• To do
Exactly the lines below from the one with "Where can the bread" up to and including the one with "Where can the toasted" make up the answer, with nothing else added.

• The data
★ ★ ★ ★ ★ ★ ★

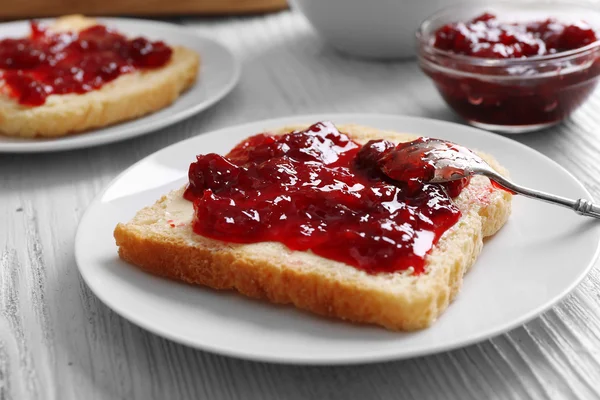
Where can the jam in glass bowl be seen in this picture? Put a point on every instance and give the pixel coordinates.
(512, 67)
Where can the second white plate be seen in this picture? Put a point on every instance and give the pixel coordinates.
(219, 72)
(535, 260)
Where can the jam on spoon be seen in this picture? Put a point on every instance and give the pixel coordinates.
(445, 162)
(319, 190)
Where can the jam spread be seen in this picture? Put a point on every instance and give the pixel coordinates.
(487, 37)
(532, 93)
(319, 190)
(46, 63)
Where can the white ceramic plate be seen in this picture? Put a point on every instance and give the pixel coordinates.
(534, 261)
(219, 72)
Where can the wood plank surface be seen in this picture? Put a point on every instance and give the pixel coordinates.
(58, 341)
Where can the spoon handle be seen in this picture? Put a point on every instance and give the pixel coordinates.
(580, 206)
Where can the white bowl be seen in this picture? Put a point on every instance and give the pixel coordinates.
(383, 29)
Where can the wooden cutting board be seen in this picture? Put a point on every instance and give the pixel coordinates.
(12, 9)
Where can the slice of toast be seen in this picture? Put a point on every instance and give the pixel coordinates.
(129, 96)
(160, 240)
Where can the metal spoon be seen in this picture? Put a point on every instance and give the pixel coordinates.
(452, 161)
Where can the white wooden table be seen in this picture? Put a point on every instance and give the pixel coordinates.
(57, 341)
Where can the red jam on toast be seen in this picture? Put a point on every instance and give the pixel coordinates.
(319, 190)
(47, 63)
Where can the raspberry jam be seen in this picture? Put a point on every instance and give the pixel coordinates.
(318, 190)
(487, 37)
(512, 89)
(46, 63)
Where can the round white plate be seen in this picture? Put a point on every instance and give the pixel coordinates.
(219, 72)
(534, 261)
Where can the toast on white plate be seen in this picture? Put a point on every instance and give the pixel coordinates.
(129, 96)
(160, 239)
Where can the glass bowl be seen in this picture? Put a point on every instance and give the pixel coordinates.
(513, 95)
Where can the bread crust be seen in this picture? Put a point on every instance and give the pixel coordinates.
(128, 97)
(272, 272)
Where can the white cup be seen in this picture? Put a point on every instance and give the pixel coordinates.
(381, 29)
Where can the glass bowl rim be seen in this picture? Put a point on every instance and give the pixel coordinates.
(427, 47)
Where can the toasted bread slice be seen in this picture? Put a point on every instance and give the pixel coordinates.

★ ★ ★ ★ ★ ★ ★

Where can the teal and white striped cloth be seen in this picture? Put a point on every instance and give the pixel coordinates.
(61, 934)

★ ★ ★ ★ ★ ★ ★

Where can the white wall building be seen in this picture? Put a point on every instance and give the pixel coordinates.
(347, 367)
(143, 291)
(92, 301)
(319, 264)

★ ★ ★ ★ ★ ★ ★

• Response area
Where can the bread crust be seen in this picture? Put a point on every instance and give the pixel coordinates.
(128, 97)
(272, 272)
Where can the white cup be seen in this picture? Put a point on every instance and give the pixel coordinates.
(381, 29)
Where can the glass bowl rim be seen in this picture? Put a point on every instance and give the pixel coordinates.
(427, 47)
Where can the toasted bread slice be seen in this picture? Put a point on every instance and give the pixel coordinates.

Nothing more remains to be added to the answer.